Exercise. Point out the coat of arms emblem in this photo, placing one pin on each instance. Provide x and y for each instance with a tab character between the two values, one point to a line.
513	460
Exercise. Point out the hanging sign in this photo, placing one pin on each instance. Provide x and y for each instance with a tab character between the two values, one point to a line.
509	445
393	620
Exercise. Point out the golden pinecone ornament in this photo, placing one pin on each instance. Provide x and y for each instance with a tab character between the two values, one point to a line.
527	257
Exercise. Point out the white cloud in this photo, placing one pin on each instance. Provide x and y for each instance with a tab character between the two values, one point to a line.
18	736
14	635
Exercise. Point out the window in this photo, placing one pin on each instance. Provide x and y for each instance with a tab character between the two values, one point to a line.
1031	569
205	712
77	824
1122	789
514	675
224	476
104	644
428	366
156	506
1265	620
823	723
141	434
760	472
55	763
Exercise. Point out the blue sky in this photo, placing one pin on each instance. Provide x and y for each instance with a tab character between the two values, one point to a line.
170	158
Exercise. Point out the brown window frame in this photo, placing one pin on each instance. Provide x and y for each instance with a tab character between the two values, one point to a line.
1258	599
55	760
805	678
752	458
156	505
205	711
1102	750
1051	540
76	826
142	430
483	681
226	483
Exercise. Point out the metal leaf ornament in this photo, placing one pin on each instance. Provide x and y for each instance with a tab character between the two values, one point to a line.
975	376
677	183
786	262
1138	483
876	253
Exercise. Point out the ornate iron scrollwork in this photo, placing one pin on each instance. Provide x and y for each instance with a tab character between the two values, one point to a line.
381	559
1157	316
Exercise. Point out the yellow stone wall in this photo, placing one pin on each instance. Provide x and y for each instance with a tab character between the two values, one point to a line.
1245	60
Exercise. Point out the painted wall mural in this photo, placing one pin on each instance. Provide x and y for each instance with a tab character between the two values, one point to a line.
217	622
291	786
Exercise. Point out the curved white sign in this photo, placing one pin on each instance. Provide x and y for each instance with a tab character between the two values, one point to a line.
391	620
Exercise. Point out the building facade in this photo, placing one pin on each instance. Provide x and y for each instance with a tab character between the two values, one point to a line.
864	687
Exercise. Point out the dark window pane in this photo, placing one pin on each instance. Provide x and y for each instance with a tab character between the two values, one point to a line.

Assigned task » Leave out every line ahead of the one containing "Exercise. Point out the ornate" and print the rest of the listing exactly.

Exercise solution »
Exercise. Point out the ornate iron scrollwork in this photo, placing one pin on each instance. Provide x and y for each instance with a tab character between the two values, one point to a line.
381	559
1157	316
Exercise. Point out the yellow stone wall in this photo, placing one pin on each instance. Provide x and y for each instance with a tab character between the two values, one point to a line.
1245	60
Exercise. Point out the painted wall mural in this photo, placing one pin on each instance. Provide x and y for each instance with a tab character between the two values, one point to a line.
217	622
291	786
Exercise. Point out the curved white sign in this photo, placing one pin on each instance. Provide x and y for each instance with a tab character between the two values, one point to a line.
391	620
Exercise. Point out the building facade in this photo, placing one pin on each instance. Provide x and y for each instance with a tab character between the two values, one point to a line.
864	687
Exercise. Point out the dark window pane in this photo, placing one pin on each instance. Provide x and y for each instance with a tab character between the two values, one point to a line.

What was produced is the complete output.